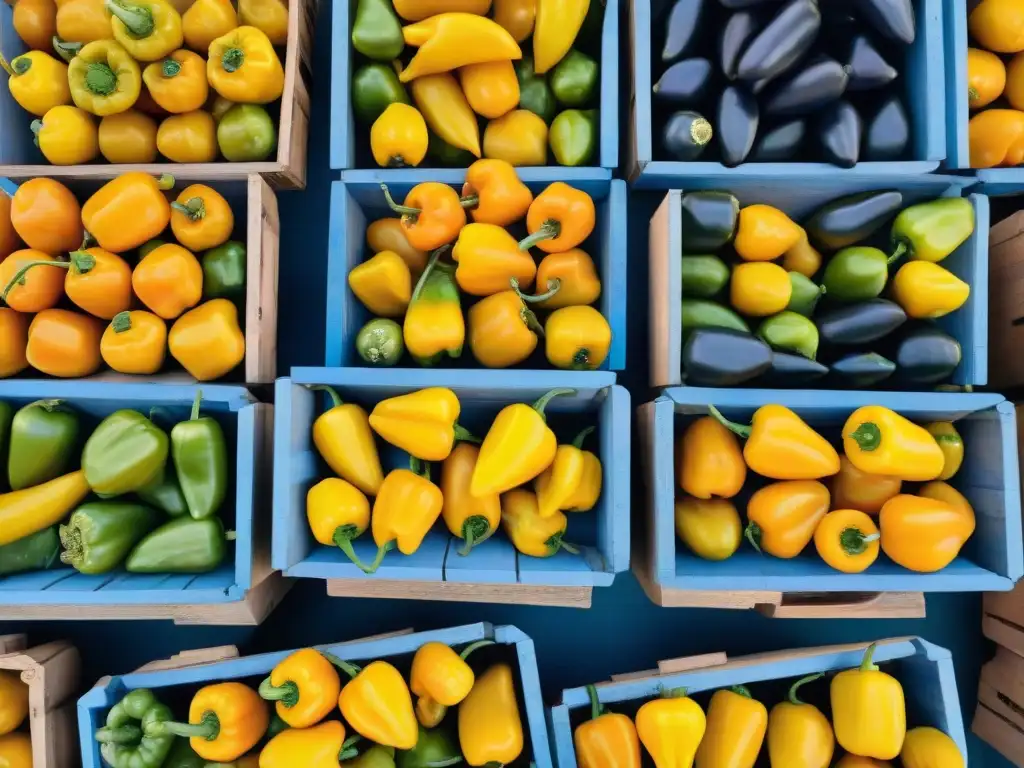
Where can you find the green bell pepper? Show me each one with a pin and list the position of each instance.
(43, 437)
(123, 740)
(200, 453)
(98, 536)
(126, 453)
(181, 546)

################

Task:
Retype every entry verbatim and exclude the pictures from the copy.

Task output:
Where can you find the green bell pepper? Show me each one with a pin and list the position of each instance.
(43, 437)
(123, 740)
(200, 453)
(98, 536)
(126, 453)
(181, 546)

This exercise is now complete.